Problem requirements: Convert every line of the items below into a Markdown table with the columns Row and Line, numbering the rows in order and omitting any blank lines.

─── Data in this exercise

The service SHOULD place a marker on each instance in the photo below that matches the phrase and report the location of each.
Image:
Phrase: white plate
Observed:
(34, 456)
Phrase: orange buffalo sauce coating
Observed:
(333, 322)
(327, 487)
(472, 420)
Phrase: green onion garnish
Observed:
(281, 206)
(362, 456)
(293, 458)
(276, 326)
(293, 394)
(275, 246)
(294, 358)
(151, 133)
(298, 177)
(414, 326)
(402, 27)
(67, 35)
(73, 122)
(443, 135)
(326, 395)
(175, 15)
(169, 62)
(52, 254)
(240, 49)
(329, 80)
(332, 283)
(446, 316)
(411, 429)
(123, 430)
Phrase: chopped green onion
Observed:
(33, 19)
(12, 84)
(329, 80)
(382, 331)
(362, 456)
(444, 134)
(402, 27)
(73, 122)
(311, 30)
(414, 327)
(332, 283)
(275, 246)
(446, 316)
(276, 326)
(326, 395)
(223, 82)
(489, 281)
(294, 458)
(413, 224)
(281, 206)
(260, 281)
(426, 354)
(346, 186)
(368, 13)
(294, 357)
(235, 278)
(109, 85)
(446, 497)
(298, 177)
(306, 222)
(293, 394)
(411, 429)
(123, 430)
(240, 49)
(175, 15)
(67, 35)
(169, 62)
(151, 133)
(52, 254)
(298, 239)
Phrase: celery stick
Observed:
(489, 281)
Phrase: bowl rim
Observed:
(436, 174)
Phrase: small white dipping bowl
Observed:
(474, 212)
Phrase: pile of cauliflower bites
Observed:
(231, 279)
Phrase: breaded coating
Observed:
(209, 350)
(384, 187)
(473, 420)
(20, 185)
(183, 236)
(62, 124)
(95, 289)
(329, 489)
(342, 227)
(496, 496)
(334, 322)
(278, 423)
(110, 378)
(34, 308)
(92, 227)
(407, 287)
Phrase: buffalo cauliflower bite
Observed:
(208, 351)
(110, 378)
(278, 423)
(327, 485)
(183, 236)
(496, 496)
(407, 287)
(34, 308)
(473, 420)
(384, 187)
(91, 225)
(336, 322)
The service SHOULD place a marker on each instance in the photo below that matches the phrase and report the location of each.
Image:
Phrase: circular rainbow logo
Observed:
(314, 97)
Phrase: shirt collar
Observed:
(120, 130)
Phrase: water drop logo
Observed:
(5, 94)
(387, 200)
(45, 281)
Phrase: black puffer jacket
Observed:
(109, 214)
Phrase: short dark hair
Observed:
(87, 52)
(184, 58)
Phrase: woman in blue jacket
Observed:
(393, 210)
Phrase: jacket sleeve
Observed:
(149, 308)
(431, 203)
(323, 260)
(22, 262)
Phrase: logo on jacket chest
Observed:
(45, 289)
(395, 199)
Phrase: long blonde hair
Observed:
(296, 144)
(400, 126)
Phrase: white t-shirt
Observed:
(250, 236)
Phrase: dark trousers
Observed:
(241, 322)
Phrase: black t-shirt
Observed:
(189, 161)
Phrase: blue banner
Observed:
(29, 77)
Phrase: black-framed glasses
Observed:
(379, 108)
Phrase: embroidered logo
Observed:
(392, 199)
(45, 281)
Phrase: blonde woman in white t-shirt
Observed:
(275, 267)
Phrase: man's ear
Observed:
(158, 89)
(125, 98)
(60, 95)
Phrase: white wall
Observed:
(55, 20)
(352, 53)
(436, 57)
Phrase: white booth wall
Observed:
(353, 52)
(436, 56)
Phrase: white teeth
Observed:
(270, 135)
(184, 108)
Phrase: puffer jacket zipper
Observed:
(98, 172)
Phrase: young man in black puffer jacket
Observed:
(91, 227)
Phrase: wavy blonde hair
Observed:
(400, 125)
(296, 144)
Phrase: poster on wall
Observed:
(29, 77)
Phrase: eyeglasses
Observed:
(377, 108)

──────

Response for this exercise:
| Row | Line |
|---|---|
| 1 | The service SHOULD place a marker on each instance in the photo below that matches the phrase and report the location of each. |
| 2 | Image: |
| 3 | Phrase: white plate |
| 4 | Observed: |
| 5 | (34, 456) |
| 6 | Phrase: orange buffalo sauce coating |
| 7 | Observed: |
| 8 | (333, 322) |
| 9 | (327, 487) |
| 10 | (472, 420) |
| 11 | Phrase: green onion garnish |
| 12 | Observed: |
| 13 | (281, 206) |
| 14 | (362, 456) |
| 15 | (293, 458) |
| 16 | (276, 326) |
| 17 | (293, 394) |
| 18 | (275, 246) |
| 19 | (294, 358) |
| 20 | (151, 133) |
| 21 | (298, 177) |
| 22 | (414, 326) |
| 23 | (402, 27) |
| 24 | (67, 35) |
| 25 | (73, 122) |
| 26 | (443, 135) |
| 27 | (326, 395) |
| 28 | (175, 15) |
| 29 | (169, 62) |
| 30 | (52, 254) |
| 31 | (240, 49) |
| 32 | (329, 80) |
| 33 | (332, 283) |
| 34 | (446, 316) |
| 35 | (411, 429) |
| 36 | (123, 430) |
| 37 | Phrase: chopped green onion |
| 38 | Observed: |
| 39 | (33, 19) |
| 40 | (12, 84) |
| 41 | (329, 80) |
| 42 | (382, 331) |
| 43 | (362, 456) |
| 44 | (444, 134) |
| 45 | (402, 27) |
| 46 | (73, 122) |
| 47 | (311, 30) |
| 48 | (414, 327) |
| 49 | (332, 283) |
| 50 | (275, 246) |
| 51 | (446, 316) |
| 52 | (276, 326) |
| 53 | (326, 395) |
| 54 | (223, 82) |
| 55 | (489, 281) |
| 56 | (294, 458) |
| 57 | (413, 224) |
| 58 | (281, 206) |
| 59 | (260, 281) |
| 60 | (426, 354) |
| 61 | (346, 186) |
| 62 | (368, 13) |
| 63 | (294, 357) |
| 64 | (235, 278) |
| 65 | (109, 85) |
| 66 | (446, 497) |
| 67 | (298, 177) |
| 68 | (306, 222) |
| 69 | (293, 394) |
| 70 | (411, 429) |
| 71 | (123, 430) |
| 72 | (240, 49) |
| 73 | (175, 15) |
| 74 | (67, 35) |
| 75 | (169, 62) |
| 76 | (151, 133) |
| 77 | (52, 254) |
| 78 | (298, 239) |
| 79 | Phrase: celery stick |
| 80 | Observed: |
| 81 | (489, 281) |
| 82 | Phrase: bowl rim |
| 83 | Observed: |
| 84 | (436, 174) |
| 85 | Phrase: small white dipping bowl |
| 86 | Observed: |
| 87 | (474, 212) |
| 88 | Phrase: pile of cauliflower bites |
| 89 | Observed: |
| 90 | (231, 279) |
| 91 | Phrase: breaded coating |
| 92 | Observed: |
| 93 | (209, 350) |
| 94 | (384, 187) |
| 95 | (473, 420) |
| 96 | (20, 185) |
| 97 | (183, 236) |
| 98 | (62, 124) |
| 99 | (95, 289) |
| 100 | (329, 489) |
| 101 | (342, 227) |
| 102 | (496, 496) |
| 103 | (334, 322) |
| 104 | (278, 423) |
| 105 | (110, 378) |
| 106 | (34, 308) |
| 107 | (92, 227) |
| 108 | (407, 287) |
| 109 | Phrase: buffalo cauliflower bite |
| 110 | Observed: |
| 111 | (208, 351) |
| 112 | (110, 378) |
| 113 | (278, 423) |
| 114 | (327, 485) |
| 115 | (183, 236) |
| 116 | (496, 496) |
| 117 | (407, 287) |
| 118 | (34, 308) |
| 119 | (473, 420) |
| 120 | (384, 187) |
| 121 | (91, 225) |
| 122 | (336, 322) |
| 123 | The service SHOULD place a marker on each instance in the photo below that matches the phrase and report the location of each. |
| 124 | Image: |
| 125 | Phrase: circular rainbow logo |
| 126 | Observed: |
| 127 | (314, 97) |
| 128 | Phrase: shirt collar |
| 129 | Observed: |
| 130 | (120, 130) |
| 131 | Phrase: water drop logo |
| 132 | Observed: |
| 133 | (5, 94) |
| 134 | (387, 200) |
| 135 | (45, 281) |
| 136 | Phrase: black puffer jacket |
| 137 | Observed: |
| 138 | (109, 214) |
| 139 | Phrase: short dark hair |
| 140 | Observed: |
| 141 | (87, 52) |
| 142 | (184, 58) |
| 143 | Phrase: woman in blue jacket |
| 144 | Observed: |
| 145 | (393, 210) |
| 146 | Phrase: jacket sleeve |
| 147 | Observed: |
| 148 | (149, 308) |
| 149 | (431, 203) |
| 150 | (323, 260) |
| 151 | (22, 262) |
| 152 | Phrase: logo on jacket chest |
| 153 | Observed: |
| 154 | (45, 289) |
| 155 | (395, 199) |
| 156 | Phrase: long blonde hair |
| 157 | Observed: |
| 158 | (296, 144) |
| 159 | (400, 126) |
| 160 | Phrase: white t-shirt |
| 161 | Observed: |
| 162 | (250, 236) |
| 163 | Phrase: dark trousers |
| 164 | Observed: |
| 165 | (241, 322) |
| 166 | Phrase: black t-shirt |
| 167 | Observed: |
| 168 | (189, 161) |
| 169 | Phrase: blue banner |
| 170 | Observed: |
| 171 | (29, 77) |
| 172 | Phrase: black-framed glasses |
| 173 | Observed: |
| 174 | (379, 108) |
| 175 | Phrase: embroidered logo |
| 176 | Observed: |
| 177 | (392, 199) |
| 178 | (45, 281) |
| 179 | Phrase: blonde woman in white t-shirt |
| 180 | Observed: |
| 181 | (275, 267) |
| 182 | Phrase: man's ear |
| 183 | Observed: |
| 184 | (158, 89) |
| 185 | (125, 98) |
| 186 | (60, 95) |
| 187 | Phrase: white wall |
| 188 | Observed: |
| 189 | (55, 20) |
| 190 | (352, 53) |
| 191 | (436, 57) |
| 192 | Phrase: white booth wall |
| 193 | Observed: |
| 194 | (353, 52) |
| 195 | (436, 56) |
| 196 | Phrase: white teeth |
| 197 | Observed: |
| 198 | (270, 135) |
| 199 | (184, 108) |
| 200 | Phrase: puffer jacket zipper |
| 201 | Observed: |
| 202 | (98, 172) |
| 203 | Phrase: young man in black puffer jacket |
| 204 | Observed: |
| 205 | (91, 227) |
| 206 | Phrase: wavy blonde hair |
| 207 | Observed: |
| 208 | (400, 125) |
| 209 | (296, 144) |
| 210 | Phrase: poster on wall |
| 211 | Observed: |
| 212 | (29, 77) |
| 213 | Phrase: eyeglasses |
| 214 | Observed: |
| 215 | (377, 108) |